Copy each of the records below word for word, line by line, leaving nothing out and changing nothing.
|---|
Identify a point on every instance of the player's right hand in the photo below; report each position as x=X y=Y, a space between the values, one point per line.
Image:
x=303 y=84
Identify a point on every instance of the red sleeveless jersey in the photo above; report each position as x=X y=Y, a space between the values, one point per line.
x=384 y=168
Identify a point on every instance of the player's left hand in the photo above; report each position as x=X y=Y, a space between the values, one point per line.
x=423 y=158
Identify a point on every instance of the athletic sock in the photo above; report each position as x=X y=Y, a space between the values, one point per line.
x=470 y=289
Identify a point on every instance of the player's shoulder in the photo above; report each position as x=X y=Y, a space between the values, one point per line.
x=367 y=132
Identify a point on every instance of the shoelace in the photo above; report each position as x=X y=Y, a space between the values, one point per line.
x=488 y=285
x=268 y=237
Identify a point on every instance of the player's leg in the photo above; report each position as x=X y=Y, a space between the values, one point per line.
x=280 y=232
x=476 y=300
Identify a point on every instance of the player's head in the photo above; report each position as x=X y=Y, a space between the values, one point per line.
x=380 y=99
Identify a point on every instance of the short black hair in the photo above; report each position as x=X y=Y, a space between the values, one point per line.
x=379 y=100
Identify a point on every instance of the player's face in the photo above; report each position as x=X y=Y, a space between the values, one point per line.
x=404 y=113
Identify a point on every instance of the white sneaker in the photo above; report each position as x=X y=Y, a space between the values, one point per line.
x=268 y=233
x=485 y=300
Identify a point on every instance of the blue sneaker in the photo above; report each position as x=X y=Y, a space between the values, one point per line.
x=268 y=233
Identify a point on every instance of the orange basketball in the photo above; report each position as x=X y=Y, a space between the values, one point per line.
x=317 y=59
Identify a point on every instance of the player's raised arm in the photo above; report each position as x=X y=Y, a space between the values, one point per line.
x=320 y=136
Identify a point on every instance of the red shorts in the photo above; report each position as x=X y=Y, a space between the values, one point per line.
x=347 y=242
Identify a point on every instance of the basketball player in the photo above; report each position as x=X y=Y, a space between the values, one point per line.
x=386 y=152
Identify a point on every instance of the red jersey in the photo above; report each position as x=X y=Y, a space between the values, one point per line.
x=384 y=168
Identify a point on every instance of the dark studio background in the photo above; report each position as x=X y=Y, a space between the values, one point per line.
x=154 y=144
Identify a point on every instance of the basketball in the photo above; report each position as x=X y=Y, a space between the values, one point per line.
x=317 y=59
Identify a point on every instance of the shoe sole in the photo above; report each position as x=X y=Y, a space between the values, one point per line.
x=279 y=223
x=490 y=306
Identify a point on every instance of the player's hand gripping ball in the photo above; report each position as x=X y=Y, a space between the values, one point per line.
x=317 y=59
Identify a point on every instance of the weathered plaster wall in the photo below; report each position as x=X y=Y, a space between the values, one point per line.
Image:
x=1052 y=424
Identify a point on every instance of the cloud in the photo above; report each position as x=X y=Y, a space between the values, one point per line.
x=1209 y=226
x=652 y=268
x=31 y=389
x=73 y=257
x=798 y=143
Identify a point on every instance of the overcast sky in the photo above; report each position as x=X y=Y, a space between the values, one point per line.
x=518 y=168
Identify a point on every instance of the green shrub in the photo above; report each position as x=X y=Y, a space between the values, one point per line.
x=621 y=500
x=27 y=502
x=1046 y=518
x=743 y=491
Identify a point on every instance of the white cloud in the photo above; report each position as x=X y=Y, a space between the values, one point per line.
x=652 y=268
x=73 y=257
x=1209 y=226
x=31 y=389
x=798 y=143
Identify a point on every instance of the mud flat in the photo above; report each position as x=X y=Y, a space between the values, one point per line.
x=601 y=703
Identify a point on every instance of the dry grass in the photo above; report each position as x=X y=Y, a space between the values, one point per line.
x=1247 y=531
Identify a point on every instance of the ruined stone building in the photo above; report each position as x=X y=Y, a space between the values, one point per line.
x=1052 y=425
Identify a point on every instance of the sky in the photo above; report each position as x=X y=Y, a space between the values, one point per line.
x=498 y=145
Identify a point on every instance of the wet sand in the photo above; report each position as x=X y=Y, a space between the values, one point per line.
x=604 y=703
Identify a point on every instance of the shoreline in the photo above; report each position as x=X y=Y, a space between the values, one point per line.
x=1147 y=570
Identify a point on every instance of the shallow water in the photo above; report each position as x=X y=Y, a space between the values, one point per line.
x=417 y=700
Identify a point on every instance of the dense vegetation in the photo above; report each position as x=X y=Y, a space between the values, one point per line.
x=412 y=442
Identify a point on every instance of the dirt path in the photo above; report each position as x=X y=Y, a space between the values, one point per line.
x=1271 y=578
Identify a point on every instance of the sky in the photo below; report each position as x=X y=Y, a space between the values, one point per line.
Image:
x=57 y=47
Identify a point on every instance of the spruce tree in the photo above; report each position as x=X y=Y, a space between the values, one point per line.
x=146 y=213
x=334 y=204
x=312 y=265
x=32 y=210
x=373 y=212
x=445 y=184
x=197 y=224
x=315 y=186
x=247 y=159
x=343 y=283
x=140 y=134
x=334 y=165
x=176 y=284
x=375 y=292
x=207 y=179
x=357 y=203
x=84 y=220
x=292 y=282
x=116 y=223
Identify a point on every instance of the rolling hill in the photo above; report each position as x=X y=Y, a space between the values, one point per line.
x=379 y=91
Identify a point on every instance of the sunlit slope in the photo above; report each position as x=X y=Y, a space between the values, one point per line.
|---|
## [RESULT]
Identify a point on every instance of the player's right hand in the photo below; report each position as x=X y=Y, a space between the values, one point per line.
Image:
x=303 y=84
Identify a point on every instance of the red sleeveless jersey in the photo above; report each position as x=X y=Y, a space between the values, one point per line.
x=384 y=168
Identify a point on every instance of the player's left hand in the photo above; report each position as x=X y=Y, a space between the values, one point per line.
x=423 y=158
Identify a point on every instance of the athletic sock in the photo above; report each position as x=X y=Y, a space between the values, one point per line.
x=470 y=289
Identify a point on every instance of the player's shoulder in the photo above; report each position as x=X y=Y, a space between the values, one point per line.
x=367 y=132
Identify a point on every instance of the shoelace in the photo above; report each position as x=X y=Y, a space between the values, one point per line.
x=488 y=285
x=268 y=237
Identify a point on every instance of the player's leg in the photo above; report each position as x=X y=Y, a space between the values, one point per line.
x=280 y=232
x=476 y=300
Identify a point on every instance of the player's head in the photo above; report each position as x=X y=Y, a space between the values, one point per line.
x=380 y=99
Identify a point on every instance of the short black hair in the photo above; report each position as x=X y=Y, a space between the values, one point per line.
x=379 y=100
Identify a point on every instance of the player's face in the photo above; report each position as x=X y=Y, a space between the values, one point per line.
x=404 y=113
Identify a point on every instance of the white sneaker in the photo above; report each position as x=X y=Y, a space between the values, one point per line.
x=268 y=233
x=485 y=300
Identify a point on every instance of the blue sneaker in the photo above; report each position as x=X y=Y, a space between the values, one point per line.
x=268 y=233
Identify a point on every instance of the orange basketball in the photo above; report each position as x=X y=Y, a space between the values, one point per line.
x=317 y=59
Identify a point on every instance of the player's raised arm in the photo above; report each position as x=X y=Y, a space between the values, one point per line.
x=320 y=136
Identify a point on every instance of the red shorts in the photo above; report each position as x=X y=Y, a space between the values, one point per line.
x=347 y=242
Identify a point on every instance of the basketball player in the photo above; report each position as x=X y=Y, a space between the values, one point per line.
x=386 y=152
Identify a point on every instance of the red jersey in the photo above; report each position as x=X y=Y, a space between the values, one point per line.
x=384 y=168
Identify a point on every instance of the dark studio background in the photo above; report each position as x=X y=Y, a space between the values, one point per line.
x=154 y=144
Identify a point on every instance of the basketball in the photo above; report each position as x=X y=Y, a space between the values, one point per line.
x=317 y=59
Identify a point on every instance of the shoe sole in the photo above; report each position as x=X y=Y, a space between the values, one point per line.
x=279 y=223
x=490 y=306
Identify a point on every instance of the player's hand gripping ball in the photo above; report each position as x=X y=Y, a space between the values, one point per line.
x=317 y=59
Identify a point on every instance of the weathered plaster wall in the photo below; report each position as x=X y=Y, a space between the values, one point per line.
Image:
x=1052 y=424
Identify a point on every instance of the cloud in the photo above; report each position as x=X y=Y, a space between the values, one point per line.
x=1209 y=226
x=652 y=268
x=31 y=389
x=73 y=257
x=798 y=143
Identify a point on every instance of the overcast sky in the photo above; report each position as x=X y=Y, a space between the values, one point per line.
x=518 y=168
Identify a point on every instance of the green shrub in the photo above; report each position as x=X y=Y, a space between the values, one point per line.
x=621 y=500
x=27 y=502
x=1046 y=518
x=743 y=491
Identify a point on every instance of the white cloud in the photo above; report each position as x=X y=Y, a space between the values, one point per line.
x=652 y=268
x=73 y=257
x=1209 y=226
x=31 y=389
x=798 y=143
Identify a point on every instance of the mud flat in the photo above; report each position as x=X y=Y, a space between the values, one point per line.
x=601 y=703
Identify a point on every instance of the dry grass in the photo above; report each position as x=X y=Y, a space between the values, one point per line.
x=1247 y=531
Identify a point on every instance of the ruined stone building in the photo above; report each position as x=X y=Y, a space between the values, one point per line.
x=1052 y=425
Identify a point on every instance of the sky in the photo above; report each position as x=X y=Y, a space between the values, one point per line.
x=498 y=145
Identify a point on every instance of the wet sand in the photo above; report each position as x=X y=Y, a space between the values, one point per line.
x=604 y=703
Identify a point on every instance of the shoreline in the photo above; report each position as x=X y=Y, a space between the values, one point per line.
x=1147 y=570
Identify a point on every instance of the shallow water in the photo above; report each position as x=X y=Y, a space between the values, one point per line.
x=417 y=700
Identify a point on every instance of the dense vegetation in the photo above; report each position as x=X y=Y, a space between the values, one point per line.
x=412 y=442
Identify a point on every instance of the dirt path in the photo above; report each position as x=X y=Y, a space between the values, one point per line.
x=1271 y=578
Identify a point on every instance of the sky in the photo below; report each position as x=X y=Y, a space between the values, one point per line.
Image:
x=57 y=47
Identify a point on every instance of the spruce tree in the photo above; report each position as x=X y=Y, a space between the values, one point per line.
x=146 y=213
x=334 y=204
x=312 y=265
x=32 y=210
x=373 y=212
x=445 y=184
x=197 y=224
x=315 y=186
x=247 y=159
x=343 y=283
x=140 y=134
x=334 y=165
x=176 y=284
x=375 y=292
x=207 y=179
x=357 y=203
x=84 y=220
x=292 y=282
x=116 y=223
Identify a point on every instance of the rolling hill in the photo above; report each position as x=X y=Y, a space between the values, one point per line.
x=379 y=91
Identify a point on every instance of the sunlit slope in the photo above; report each position as x=X y=Y, a space between the values, one point per line.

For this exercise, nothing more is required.